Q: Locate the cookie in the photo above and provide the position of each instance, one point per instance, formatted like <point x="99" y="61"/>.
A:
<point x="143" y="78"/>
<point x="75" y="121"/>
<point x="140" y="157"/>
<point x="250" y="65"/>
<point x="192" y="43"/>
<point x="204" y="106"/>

▶ **AIM OF THE TASK**
Quote the data in full, keeping each word unchanged.

▶ **RESULT BELOW**
Q: Locate the cookie in the photo above and provide the position of each instance, one point per instance, formatted like <point x="99" y="61"/>.
A:
<point x="143" y="78"/>
<point x="75" y="121"/>
<point x="140" y="157"/>
<point x="250" y="65"/>
<point x="192" y="43"/>
<point x="204" y="106"/>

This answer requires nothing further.